# TASK INSTRUCTIONS:
Exactly reproduce the line containing "Objective — one marker per instance of the raised" together with every line after it, through the end of the entries, and give nothing more.
Start of RECORD LIST
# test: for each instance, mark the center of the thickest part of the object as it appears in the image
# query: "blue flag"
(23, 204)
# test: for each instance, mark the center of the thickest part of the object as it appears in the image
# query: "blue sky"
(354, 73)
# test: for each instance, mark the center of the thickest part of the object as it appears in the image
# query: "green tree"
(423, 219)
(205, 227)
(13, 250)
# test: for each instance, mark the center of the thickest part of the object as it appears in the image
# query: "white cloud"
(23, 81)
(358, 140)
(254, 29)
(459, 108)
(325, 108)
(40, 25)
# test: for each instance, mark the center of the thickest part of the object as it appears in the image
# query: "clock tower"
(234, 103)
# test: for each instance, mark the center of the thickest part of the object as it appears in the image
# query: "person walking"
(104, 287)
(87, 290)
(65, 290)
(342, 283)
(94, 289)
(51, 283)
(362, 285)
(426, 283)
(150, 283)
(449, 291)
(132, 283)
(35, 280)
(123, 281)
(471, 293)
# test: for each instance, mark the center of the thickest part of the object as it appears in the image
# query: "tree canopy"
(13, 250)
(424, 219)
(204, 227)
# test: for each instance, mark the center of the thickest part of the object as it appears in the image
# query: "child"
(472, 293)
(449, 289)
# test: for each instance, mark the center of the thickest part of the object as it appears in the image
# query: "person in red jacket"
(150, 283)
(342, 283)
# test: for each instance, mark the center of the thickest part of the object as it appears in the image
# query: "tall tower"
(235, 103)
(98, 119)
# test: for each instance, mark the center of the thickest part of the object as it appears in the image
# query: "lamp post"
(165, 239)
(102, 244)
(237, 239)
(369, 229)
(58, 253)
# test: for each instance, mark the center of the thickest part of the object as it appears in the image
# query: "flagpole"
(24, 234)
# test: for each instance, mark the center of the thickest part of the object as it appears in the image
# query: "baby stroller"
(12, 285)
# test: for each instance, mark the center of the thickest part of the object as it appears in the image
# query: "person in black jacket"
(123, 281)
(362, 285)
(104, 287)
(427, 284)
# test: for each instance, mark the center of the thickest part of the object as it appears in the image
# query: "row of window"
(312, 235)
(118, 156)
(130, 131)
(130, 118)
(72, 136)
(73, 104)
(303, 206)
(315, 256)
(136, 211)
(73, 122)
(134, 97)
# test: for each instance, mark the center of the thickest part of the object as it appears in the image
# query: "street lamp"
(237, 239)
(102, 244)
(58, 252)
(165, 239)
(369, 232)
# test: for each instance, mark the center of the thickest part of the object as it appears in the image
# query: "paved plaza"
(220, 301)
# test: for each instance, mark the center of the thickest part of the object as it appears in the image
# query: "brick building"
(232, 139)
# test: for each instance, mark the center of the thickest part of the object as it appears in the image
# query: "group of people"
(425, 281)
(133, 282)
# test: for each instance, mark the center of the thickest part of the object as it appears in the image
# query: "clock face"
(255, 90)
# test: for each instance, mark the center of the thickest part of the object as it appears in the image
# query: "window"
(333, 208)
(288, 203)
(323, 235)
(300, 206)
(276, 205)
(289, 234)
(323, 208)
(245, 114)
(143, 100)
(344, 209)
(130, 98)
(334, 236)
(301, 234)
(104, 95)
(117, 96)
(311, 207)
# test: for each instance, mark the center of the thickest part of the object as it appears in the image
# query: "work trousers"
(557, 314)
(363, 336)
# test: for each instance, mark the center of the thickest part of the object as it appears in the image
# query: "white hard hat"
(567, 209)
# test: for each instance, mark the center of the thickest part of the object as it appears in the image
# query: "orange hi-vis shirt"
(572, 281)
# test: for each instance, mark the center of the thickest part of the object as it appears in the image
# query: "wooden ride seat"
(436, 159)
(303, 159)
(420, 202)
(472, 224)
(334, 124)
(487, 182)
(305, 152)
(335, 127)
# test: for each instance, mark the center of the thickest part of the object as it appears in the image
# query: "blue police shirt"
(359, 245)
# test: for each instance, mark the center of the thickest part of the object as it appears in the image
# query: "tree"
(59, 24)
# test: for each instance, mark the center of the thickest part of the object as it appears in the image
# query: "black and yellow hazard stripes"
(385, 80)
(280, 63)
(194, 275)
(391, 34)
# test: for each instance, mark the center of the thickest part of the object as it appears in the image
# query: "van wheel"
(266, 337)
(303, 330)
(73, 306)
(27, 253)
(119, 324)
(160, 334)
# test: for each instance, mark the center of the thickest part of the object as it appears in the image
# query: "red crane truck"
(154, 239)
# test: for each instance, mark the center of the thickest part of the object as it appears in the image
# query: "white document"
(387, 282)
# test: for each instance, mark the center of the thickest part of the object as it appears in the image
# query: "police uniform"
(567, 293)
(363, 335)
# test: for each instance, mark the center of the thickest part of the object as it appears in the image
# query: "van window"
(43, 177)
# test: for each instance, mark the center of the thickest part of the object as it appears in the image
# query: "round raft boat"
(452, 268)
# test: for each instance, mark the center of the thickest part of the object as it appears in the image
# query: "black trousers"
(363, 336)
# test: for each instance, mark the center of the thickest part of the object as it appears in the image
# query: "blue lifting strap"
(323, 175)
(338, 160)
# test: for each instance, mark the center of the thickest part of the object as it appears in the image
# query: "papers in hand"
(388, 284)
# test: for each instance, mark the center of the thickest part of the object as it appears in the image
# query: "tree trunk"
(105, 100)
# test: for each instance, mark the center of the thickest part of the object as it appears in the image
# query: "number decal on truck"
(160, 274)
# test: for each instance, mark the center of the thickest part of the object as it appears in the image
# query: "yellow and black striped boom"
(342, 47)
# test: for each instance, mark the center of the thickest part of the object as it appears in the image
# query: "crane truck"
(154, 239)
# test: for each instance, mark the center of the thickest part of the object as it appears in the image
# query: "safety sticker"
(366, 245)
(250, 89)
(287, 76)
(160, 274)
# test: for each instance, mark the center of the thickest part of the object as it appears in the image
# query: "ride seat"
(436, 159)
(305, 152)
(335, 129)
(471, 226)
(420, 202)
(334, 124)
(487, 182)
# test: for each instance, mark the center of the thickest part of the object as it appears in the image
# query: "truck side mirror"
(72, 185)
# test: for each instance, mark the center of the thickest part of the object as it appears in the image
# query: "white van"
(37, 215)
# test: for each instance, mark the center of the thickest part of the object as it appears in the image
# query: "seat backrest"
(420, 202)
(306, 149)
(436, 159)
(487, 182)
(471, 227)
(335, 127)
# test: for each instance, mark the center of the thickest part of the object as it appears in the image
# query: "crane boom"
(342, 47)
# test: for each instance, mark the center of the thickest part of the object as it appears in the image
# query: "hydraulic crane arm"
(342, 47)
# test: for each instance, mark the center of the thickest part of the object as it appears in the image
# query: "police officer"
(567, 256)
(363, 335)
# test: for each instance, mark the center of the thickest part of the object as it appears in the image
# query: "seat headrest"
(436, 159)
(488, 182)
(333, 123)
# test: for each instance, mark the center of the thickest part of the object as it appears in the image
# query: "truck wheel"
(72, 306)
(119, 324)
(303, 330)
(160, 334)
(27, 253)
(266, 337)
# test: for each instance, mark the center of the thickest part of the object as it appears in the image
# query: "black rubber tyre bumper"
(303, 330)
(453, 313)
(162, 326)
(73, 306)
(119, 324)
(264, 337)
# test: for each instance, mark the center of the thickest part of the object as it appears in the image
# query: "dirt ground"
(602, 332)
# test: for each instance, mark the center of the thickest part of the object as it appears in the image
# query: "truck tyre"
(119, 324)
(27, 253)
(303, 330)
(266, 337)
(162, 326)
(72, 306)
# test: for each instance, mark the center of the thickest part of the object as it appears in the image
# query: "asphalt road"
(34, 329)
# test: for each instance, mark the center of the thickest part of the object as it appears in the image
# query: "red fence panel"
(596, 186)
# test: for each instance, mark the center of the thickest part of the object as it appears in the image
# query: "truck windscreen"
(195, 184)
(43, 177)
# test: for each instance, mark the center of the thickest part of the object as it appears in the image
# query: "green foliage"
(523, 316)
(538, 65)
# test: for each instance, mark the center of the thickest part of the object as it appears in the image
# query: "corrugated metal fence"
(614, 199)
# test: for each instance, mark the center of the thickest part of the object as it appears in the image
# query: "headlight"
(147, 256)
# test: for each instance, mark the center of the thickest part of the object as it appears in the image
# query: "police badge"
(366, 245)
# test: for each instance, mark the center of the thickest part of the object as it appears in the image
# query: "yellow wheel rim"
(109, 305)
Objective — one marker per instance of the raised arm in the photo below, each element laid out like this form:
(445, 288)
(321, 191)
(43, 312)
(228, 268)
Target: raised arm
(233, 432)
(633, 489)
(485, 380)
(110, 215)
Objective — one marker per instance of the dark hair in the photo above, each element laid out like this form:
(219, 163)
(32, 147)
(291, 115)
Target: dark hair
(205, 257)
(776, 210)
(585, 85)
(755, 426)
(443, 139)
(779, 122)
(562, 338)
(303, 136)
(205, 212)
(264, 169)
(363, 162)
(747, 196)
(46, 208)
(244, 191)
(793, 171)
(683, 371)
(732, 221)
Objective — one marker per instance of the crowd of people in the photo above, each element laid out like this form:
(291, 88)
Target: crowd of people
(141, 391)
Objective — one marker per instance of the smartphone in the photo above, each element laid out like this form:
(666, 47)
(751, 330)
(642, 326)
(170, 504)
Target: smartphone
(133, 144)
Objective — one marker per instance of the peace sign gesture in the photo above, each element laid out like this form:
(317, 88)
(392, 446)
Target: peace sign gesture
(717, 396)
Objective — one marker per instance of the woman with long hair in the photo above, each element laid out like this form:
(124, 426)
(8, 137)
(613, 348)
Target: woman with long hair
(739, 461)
End of RECORD LIST
# TASK RESULT:
Objective — one marker per instance of the raised arm in the photo below, each element laid out like this form:
(445, 288)
(321, 191)
(43, 312)
(228, 268)
Target: raised arm
(233, 432)
(633, 489)
(485, 380)
(110, 215)
Objective — one marker per instance of the dark hair in the photo above, each element laid out like this form:
(219, 163)
(32, 147)
(291, 115)
Target: dark hair
(205, 257)
(776, 210)
(585, 85)
(755, 426)
(443, 139)
(779, 122)
(562, 338)
(303, 136)
(205, 212)
(264, 169)
(363, 162)
(747, 196)
(46, 208)
(244, 191)
(793, 171)
(683, 371)
(732, 221)
Objective — one marker per instance of the crowd of people in the photo above, each element laid out like this form:
(291, 88)
Target: crowd of people
(141, 391)
Objective — one marker per instance of the smartphone in the photo above, each element laid out like this form:
(666, 47)
(751, 330)
(642, 326)
(170, 504)
Target: smartphone
(133, 144)
Objective — one marker per instance of the peace sign gesture in the photo above, each element laid out like this form:
(317, 88)
(392, 446)
Target: peace sign gesture
(717, 396)
Objective — one marker per instance of the woman with long hair in the photo above, each element laid out like this form:
(124, 426)
(8, 137)
(613, 348)
Target: woman with long hair
(739, 461)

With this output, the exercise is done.